» BRIEF:
Please retype all of the following entries exactly.
Top of RECORDED DATA
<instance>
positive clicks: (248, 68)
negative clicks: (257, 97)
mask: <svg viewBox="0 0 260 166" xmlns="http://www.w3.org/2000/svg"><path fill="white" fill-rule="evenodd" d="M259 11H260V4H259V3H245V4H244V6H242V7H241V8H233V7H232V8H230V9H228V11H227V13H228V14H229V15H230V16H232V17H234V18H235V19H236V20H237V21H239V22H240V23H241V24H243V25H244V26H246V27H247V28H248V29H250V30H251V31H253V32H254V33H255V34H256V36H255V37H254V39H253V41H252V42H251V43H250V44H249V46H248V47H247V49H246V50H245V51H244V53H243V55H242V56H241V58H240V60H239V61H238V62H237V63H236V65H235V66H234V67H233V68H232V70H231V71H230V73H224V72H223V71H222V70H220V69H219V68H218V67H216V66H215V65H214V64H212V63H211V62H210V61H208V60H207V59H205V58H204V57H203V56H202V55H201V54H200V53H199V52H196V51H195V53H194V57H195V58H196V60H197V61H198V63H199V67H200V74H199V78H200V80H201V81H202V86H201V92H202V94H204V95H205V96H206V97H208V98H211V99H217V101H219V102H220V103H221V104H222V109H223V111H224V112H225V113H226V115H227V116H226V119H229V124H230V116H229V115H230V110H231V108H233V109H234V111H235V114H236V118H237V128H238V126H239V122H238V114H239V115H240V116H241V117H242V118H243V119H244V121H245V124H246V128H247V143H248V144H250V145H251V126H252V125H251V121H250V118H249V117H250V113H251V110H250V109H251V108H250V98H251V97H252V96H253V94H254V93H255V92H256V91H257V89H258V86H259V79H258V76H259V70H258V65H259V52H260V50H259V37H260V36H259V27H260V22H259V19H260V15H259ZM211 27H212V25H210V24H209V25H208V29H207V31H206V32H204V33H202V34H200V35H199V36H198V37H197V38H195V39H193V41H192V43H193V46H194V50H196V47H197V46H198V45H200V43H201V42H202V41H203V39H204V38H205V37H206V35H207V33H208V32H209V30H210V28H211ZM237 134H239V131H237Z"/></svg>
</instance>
Bottom of RECORDED DATA
» EXERCISE RESULT:
<instance>
positive clicks: (248, 68)
negative clicks: (257, 97)
mask: <svg viewBox="0 0 260 166" xmlns="http://www.w3.org/2000/svg"><path fill="white" fill-rule="evenodd" d="M259 11H260V4H259V3H245V4H244V6H242V7H241V8H233V7H232V8H230V9H228V11H227V13H228V14H229V15H230V16H232V17H234V18H235V19H236V20H237V21H239V22H240V23H241V24H243V25H244V26H246V27H247V28H248V29H250V30H251V31H253V32H254V33H255V34H256V36H255V37H254V39H253V41H252V42H251V43H250V44H249V46H248V47H247V49H246V50H245V51H244V53H243V55H242V56H241V58H240V60H239V61H238V62H237V63H236V65H235V66H234V67H233V68H232V70H231V71H230V73H224V72H223V71H222V70H220V69H219V68H218V67H216V66H215V65H214V64H212V63H211V62H210V61H208V60H207V59H205V58H204V57H203V56H202V55H201V54H200V53H199V52H196V51H195V53H194V57H195V58H196V60H197V61H198V63H199V67H200V74H199V78H200V80H201V81H202V86H201V92H202V94H204V95H205V96H206V97H208V98H211V99H217V101H219V102H220V103H221V104H222V109H223V111H224V112H225V113H226V115H227V116H226V119H229V124H230V116H229V115H230V110H231V108H233V109H234V111H235V114H236V118H237V128H238V126H239V122H238V114H239V115H240V116H241V117H242V118H243V119H244V121H245V124H246V128H247V143H248V144H250V145H251V126H252V125H251V121H250V118H249V117H250V113H251V110H250V109H251V108H250V98H251V97H252V96H253V94H254V93H255V92H256V91H257V89H258V86H259V79H258V76H259V70H258V65H259V52H260V50H259V37H260V36H259V27H260V22H259V19H260V15H259ZM211 27H212V25H210V24H209V25H208V29H207V31H206V32H204V33H202V34H200V35H199V36H198V37H197V38H195V39H193V41H192V43H193V46H194V50H196V47H197V46H198V45H200V43H201V42H202V41H203V39H204V38H205V37H206V35H207V33H208V32H209V30H210V28H211ZM237 134H239V131H237Z"/></svg>
</instance>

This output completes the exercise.